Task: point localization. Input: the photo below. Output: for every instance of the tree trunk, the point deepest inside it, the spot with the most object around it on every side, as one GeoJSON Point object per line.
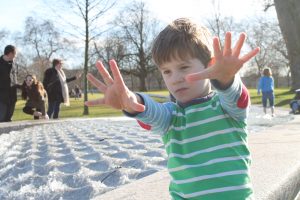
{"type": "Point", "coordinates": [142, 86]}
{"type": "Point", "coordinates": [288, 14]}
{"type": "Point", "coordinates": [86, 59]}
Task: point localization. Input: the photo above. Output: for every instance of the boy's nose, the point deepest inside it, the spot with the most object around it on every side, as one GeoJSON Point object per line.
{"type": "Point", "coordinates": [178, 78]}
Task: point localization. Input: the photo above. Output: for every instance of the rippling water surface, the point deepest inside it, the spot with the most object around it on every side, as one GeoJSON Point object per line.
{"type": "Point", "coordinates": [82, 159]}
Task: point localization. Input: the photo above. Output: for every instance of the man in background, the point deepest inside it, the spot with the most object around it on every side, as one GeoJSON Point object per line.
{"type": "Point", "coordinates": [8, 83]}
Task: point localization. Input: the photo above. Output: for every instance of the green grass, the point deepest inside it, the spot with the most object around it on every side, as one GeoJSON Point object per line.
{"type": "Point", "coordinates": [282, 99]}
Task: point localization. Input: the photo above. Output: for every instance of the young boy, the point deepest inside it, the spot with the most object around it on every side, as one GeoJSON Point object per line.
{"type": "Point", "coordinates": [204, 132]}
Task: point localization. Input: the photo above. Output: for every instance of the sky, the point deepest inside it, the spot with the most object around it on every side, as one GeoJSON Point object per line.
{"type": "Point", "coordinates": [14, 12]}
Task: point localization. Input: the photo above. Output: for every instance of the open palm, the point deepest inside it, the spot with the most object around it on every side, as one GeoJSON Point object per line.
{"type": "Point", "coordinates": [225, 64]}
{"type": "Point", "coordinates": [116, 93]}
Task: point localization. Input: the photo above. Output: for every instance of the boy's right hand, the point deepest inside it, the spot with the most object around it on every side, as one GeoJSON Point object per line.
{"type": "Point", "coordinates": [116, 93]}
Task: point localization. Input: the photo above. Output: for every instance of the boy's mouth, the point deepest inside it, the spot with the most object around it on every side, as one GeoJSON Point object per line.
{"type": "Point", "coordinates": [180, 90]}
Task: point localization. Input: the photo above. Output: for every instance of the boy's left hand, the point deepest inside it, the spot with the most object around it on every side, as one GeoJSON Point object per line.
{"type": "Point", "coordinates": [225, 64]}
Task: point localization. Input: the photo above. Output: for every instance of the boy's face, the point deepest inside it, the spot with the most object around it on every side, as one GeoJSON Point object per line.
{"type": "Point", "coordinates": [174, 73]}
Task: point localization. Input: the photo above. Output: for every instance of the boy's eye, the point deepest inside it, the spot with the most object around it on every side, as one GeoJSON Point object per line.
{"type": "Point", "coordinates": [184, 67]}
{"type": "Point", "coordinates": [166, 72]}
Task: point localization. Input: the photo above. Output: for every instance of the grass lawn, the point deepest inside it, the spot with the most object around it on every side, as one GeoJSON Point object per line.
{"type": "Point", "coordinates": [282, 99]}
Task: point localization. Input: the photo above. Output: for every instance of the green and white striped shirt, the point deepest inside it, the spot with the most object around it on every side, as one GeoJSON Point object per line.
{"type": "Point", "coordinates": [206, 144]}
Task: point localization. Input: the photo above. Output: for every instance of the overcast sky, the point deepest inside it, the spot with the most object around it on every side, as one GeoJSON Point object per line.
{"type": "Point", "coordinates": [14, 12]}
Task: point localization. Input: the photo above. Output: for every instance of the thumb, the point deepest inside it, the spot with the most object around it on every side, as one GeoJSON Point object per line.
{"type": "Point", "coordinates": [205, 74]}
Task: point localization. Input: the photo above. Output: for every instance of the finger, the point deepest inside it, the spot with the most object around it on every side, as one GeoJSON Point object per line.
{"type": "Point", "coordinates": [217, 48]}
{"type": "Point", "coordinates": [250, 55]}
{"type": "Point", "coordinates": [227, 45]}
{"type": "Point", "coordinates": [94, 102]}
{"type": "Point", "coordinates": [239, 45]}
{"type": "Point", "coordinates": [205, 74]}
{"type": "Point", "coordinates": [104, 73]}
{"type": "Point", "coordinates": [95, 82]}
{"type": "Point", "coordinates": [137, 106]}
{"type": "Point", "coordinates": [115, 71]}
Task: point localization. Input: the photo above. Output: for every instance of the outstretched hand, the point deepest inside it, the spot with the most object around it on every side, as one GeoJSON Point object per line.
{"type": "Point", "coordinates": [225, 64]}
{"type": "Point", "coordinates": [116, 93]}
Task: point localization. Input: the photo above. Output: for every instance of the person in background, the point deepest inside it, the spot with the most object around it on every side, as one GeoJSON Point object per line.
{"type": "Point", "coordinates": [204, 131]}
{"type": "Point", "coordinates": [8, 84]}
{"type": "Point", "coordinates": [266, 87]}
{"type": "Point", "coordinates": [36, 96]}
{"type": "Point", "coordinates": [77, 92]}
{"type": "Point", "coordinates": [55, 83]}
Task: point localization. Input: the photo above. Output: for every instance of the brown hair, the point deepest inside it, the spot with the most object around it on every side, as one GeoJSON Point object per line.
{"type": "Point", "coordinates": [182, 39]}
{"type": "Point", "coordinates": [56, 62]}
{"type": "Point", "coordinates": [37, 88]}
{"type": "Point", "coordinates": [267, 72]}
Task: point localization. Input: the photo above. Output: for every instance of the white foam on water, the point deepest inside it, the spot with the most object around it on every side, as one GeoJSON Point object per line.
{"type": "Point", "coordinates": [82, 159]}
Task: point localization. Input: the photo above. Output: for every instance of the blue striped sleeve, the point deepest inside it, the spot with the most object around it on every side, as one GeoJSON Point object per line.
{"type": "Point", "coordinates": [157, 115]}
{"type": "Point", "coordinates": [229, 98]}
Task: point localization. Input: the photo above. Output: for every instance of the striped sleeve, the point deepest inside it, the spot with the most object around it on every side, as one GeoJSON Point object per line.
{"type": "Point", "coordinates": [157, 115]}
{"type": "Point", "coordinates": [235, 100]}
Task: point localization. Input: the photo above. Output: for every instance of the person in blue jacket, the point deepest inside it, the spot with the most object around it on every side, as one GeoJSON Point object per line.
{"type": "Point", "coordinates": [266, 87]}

--

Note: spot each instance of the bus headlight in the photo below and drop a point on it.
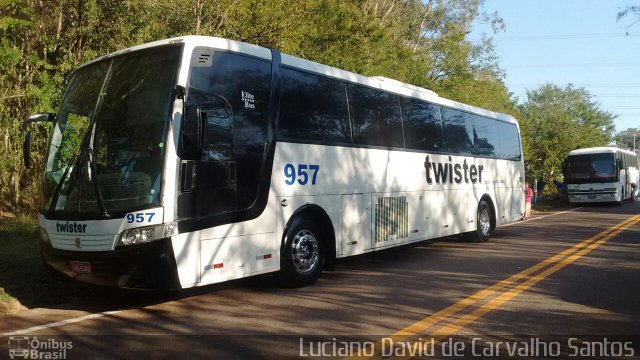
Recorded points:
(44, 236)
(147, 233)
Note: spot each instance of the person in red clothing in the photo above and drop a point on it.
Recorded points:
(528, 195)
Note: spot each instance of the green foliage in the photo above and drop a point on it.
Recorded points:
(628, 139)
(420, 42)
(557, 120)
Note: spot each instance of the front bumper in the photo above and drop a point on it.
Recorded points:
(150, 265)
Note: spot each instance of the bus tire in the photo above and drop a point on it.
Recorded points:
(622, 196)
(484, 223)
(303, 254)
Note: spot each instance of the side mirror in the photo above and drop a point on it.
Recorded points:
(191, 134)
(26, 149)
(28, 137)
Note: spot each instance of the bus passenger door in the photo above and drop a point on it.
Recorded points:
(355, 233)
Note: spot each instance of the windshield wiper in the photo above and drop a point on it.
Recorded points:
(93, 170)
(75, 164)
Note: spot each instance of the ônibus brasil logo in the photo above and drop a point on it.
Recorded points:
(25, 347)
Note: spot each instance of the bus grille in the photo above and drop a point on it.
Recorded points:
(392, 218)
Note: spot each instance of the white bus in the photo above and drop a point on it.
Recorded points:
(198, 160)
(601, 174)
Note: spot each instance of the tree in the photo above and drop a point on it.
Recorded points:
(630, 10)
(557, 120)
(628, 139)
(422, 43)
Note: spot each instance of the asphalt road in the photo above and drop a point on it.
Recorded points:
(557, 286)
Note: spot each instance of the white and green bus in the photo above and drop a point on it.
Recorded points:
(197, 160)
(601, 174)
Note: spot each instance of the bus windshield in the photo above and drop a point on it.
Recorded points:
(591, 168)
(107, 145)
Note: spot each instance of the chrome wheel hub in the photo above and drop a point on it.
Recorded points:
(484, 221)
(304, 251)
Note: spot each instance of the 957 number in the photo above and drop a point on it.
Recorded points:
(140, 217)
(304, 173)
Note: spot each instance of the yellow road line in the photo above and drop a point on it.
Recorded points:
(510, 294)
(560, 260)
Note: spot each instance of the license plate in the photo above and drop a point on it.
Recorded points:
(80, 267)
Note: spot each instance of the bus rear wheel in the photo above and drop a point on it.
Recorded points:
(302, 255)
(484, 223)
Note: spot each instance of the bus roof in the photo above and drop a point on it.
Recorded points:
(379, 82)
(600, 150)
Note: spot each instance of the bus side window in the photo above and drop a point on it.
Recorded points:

--

For each line above that includes "wheel", make a copy.

## SOLUTION BELOW:
Note: spot each instance of the chrome wheel hub in the photo above and drop a point on it.
Note: spot each instance of the bus rear wheel in the photo above and drop a point on it.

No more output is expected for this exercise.